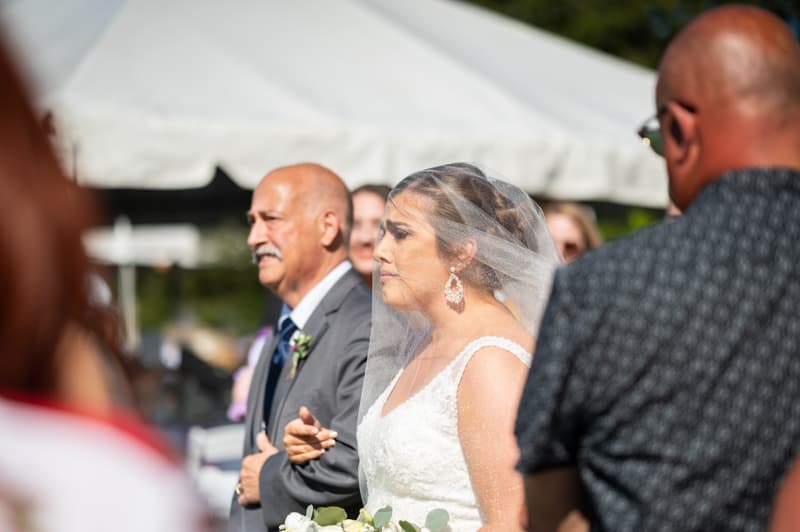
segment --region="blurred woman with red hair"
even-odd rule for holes
[[[118,350],[81,243],[95,209],[2,46],[0,116],[0,530],[197,530],[174,459],[112,405],[101,352]]]

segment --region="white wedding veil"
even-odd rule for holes
[[[409,202],[409,198],[413,201]],[[388,220],[387,213],[395,219]],[[419,249],[435,251],[427,254],[417,252],[408,244],[409,249],[403,251],[406,254],[397,257],[397,264],[382,262],[381,240],[387,232],[392,238],[403,238],[405,229],[398,220],[406,220],[412,226],[411,231],[419,230],[415,220],[423,222],[437,245]],[[460,260],[458,255],[459,250],[466,249],[465,246],[469,251],[467,261]],[[477,287],[486,297],[500,301],[535,337],[550,293],[553,272],[560,262],[539,206],[516,186],[488,177],[476,166],[466,163],[416,172],[392,190],[378,235],[376,258],[372,333],[359,423],[398,372],[428,340],[430,319],[419,310],[420,305],[410,299],[416,297],[413,294],[422,293],[444,301],[443,279],[450,271],[441,264],[456,266],[456,275],[464,285]],[[439,266],[432,266],[436,264]],[[384,270],[402,268],[391,273],[399,274],[404,286],[401,292],[406,290],[405,287],[413,286],[413,290],[404,292],[407,293],[404,297],[409,299],[405,301],[407,304],[397,304],[397,292],[392,300],[393,306],[386,304],[380,276],[382,267]],[[432,268],[436,271],[431,271]],[[430,283],[430,286],[425,286],[425,283]],[[448,285],[451,291],[456,290],[456,283]],[[462,304],[469,305],[470,301]],[[463,331],[465,340],[473,338],[474,334],[473,331]],[[362,496],[366,502],[367,486],[364,475],[360,476]]]

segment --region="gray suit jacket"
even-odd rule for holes
[[[272,401],[267,435],[280,452],[261,469],[261,504],[243,508],[233,496],[229,530],[277,530],[290,512],[304,513],[308,504],[341,506],[348,514],[361,507],[358,489],[356,422],[367,362],[371,325],[369,289],[347,272],[319,303],[303,332],[311,336],[308,356],[289,378],[284,364]],[[244,455],[258,452],[256,436],[264,418],[264,388],[277,335],[264,346],[256,365],[250,395]],[[289,462],[283,450],[283,429],[306,405],[324,427],[337,431],[336,446],[303,465]]]

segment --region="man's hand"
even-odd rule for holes
[[[239,494],[239,504],[242,506],[257,503],[261,500],[261,491],[258,487],[261,468],[267,458],[278,454],[278,449],[272,445],[267,435],[263,432],[259,432],[256,437],[256,445],[258,445],[259,452],[245,456],[242,459],[242,469],[239,472],[239,484],[236,486],[236,493]]]
[[[308,408],[301,406],[299,417],[290,421],[283,431],[283,446],[290,462],[303,464],[319,458],[326,449],[336,445],[338,435],[322,428]]]

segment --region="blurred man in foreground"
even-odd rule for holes
[[[764,530],[800,449],[800,46],[706,12],[655,119],[683,215],[557,274],[517,420],[533,530]]]

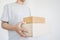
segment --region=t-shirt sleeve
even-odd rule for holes
[[[1,17],[1,21],[8,22],[8,7],[7,7],[7,5],[4,6],[4,10],[3,10],[2,17]]]

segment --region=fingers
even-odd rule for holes
[[[22,31],[19,31],[19,33],[20,33],[20,36],[27,38],[27,36]]]
[[[25,24],[25,23],[26,23],[26,22],[24,22],[24,21],[19,22],[19,23],[17,24],[17,26],[18,26],[18,29],[19,29],[19,30],[18,30],[18,31],[19,31],[19,32],[18,32],[19,35],[22,36],[22,37],[27,38],[27,35],[24,34],[24,31],[25,31],[25,30],[22,30],[22,29],[21,29],[22,25]]]
[[[22,21],[22,22],[18,23],[19,28],[21,28],[23,24],[26,24],[26,22]]]

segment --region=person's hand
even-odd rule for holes
[[[22,30],[19,26],[22,26],[24,24],[24,22],[21,22],[21,23],[18,23],[17,25],[16,25],[16,27],[15,27],[15,30],[16,30],[16,32],[20,35],[20,36],[22,36],[22,37],[27,37],[25,34],[24,34],[24,31],[25,30]]]

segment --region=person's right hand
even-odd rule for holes
[[[15,30],[16,30],[16,32],[17,32],[20,36],[22,36],[22,37],[27,37],[27,36],[24,34],[24,31],[25,31],[25,30],[22,30],[22,29],[20,29],[20,27],[19,27],[19,26],[22,26],[23,24],[24,24],[24,22],[18,23],[18,24],[16,25],[16,27],[15,27]]]

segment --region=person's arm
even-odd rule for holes
[[[6,29],[6,30],[16,30],[15,27],[16,26],[10,25],[7,22],[2,21],[2,28]]]
[[[2,28],[3,29],[6,29],[6,30],[10,30],[10,31],[16,31],[20,36],[22,37],[27,37],[24,33],[23,33],[23,30],[20,30],[20,28],[18,27],[18,25],[21,26],[22,23],[19,23],[17,25],[11,25],[11,24],[8,24],[7,22],[5,21],[2,21]]]

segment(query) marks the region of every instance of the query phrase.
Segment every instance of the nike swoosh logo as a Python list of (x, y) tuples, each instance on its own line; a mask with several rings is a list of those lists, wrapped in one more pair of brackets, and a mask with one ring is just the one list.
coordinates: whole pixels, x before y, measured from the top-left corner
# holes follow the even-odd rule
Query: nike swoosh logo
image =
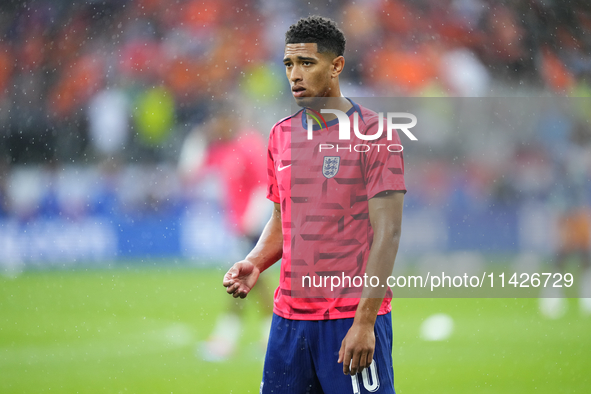
[(278, 166), (277, 166), (277, 171), (283, 171), (283, 170), (285, 170), (287, 167), (291, 167), (291, 164), (290, 164), (290, 165), (288, 165), (288, 166), (285, 166), (285, 167), (281, 167), (281, 165), (278, 165)]

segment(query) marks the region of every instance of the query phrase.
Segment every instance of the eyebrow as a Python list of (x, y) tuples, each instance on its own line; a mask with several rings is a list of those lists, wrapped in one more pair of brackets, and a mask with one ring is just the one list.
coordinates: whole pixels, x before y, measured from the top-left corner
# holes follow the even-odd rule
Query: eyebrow
[[(313, 57), (307, 57), (307, 56), (297, 56), (297, 59), (301, 62), (309, 62), (309, 61), (316, 61), (317, 60)], [(283, 63), (285, 63), (285, 62), (291, 62), (291, 58), (290, 57), (284, 58)]]

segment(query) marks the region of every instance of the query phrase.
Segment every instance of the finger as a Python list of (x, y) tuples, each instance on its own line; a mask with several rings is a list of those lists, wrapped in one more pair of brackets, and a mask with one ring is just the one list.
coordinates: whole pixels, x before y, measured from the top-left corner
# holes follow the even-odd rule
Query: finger
[(236, 290), (236, 298), (244, 298), (244, 289), (241, 287), (238, 287), (238, 289)]
[(234, 298), (245, 298), (246, 295), (248, 294), (248, 290), (245, 290), (244, 287), (240, 287), (239, 283), (236, 283), (237, 287), (236, 287), (236, 291), (234, 291)]
[(372, 362), (373, 362), (373, 350), (371, 350), (369, 353), (367, 353), (367, 368), (369, 368), (369, 366), (371, 365)]
[(340, 364), (343, 362), (343, 357), (345, 356), (345, 343), (344, 341), (341, 343), (341, 348), (339, 349), (339, 359), (337, 363)]
[(224, 287), (232, 286), (234, 284), (234, 279), (224, 278), (224, 281), (222, 282), (222, 284), (224, 285)]
[(359, 372), (359, 357), (361, 355), (359, 354), (359, 352), (353, 352), (353, 355), (351, 356), (351, 368), (349, 371), (350, 375), (356, 375), (357, 372)]
[(234, 283), (226, 289), (226, 292), (228, 294), (234, 294), (238, 290), (238, 287), (240, 287), (240, 283)]
[(359, 368), (357, 372), (363, 372), (367, 367), (369, 367), (369, 364), (367, 363), (367, 352), (361, 352), (359, 355)]
[(365, 361), (367, 360), (367, 353), (360, 351), (359, 352), (359, 359), (357, 364), (357, 372), (362, 372), (363, 368), (365, 368)]
[(345, 375), (349, 375), (350, 369), (349, 367), (351, 366), (351, 352), (348, 350), (345, 350), (345, 356), (343, 357), (343, 373)]

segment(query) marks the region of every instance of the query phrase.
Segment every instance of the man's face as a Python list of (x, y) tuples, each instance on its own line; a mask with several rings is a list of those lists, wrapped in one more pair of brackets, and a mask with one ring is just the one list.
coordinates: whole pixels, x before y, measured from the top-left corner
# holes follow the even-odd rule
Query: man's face
[(328, 97), (331, 91), (332, 57), (318, 53), (315, 43), (285, 46), (285, 73), (300, 107), (313, 107), (314, 97)]
[(236, 135), (236, 126), (232, 115), (216, 114), (206, 126), (208, 138), (214, 142), (230, 141)]

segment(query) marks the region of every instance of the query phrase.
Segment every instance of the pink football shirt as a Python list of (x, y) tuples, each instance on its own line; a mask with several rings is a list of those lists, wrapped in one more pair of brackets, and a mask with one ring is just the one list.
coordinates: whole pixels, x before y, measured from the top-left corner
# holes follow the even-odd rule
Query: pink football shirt
[[(358, 114), (361, 134), (374, 135), (378, 115), (351, 101), (351, 126)], [(267, 197), (281, 205), (283, 257), (274, 312), (287, 319), (325, 320), (353, 317), (361, 288), (303, 282), (308, 276), (362, 276), (373, 240), (368, 200), (382, 191), (406, 192), (404, 162), (397, 133), (361, 140), (339, 140), (335, 119), (315, 127), (307, 139), (301, 110), (273, 126), (267, 157)], [(332, 147), (332, 148), (331, 148)], [(387, 290), (379, 314), (391, 310)]]

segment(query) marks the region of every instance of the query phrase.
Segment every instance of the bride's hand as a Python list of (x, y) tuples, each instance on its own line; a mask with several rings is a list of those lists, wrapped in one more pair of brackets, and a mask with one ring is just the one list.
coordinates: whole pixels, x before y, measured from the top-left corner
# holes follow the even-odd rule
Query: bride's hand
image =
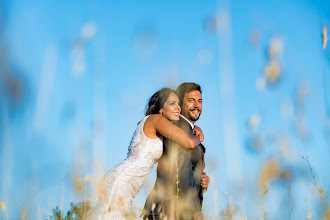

- - - - - - -

* [Goal of the exercise]: If a line in the records above holds the string "swoosh", copy it.

* [Answer for the task]:
Segment every instance of the nike swoosh logo as a Python list of (x, y) tuples, each instance on its own line; a mask with several rings is a list of those lists, wrapped in one more pair of brackets, and a mask with one ring is just the one list.
Query: nike swoosh logo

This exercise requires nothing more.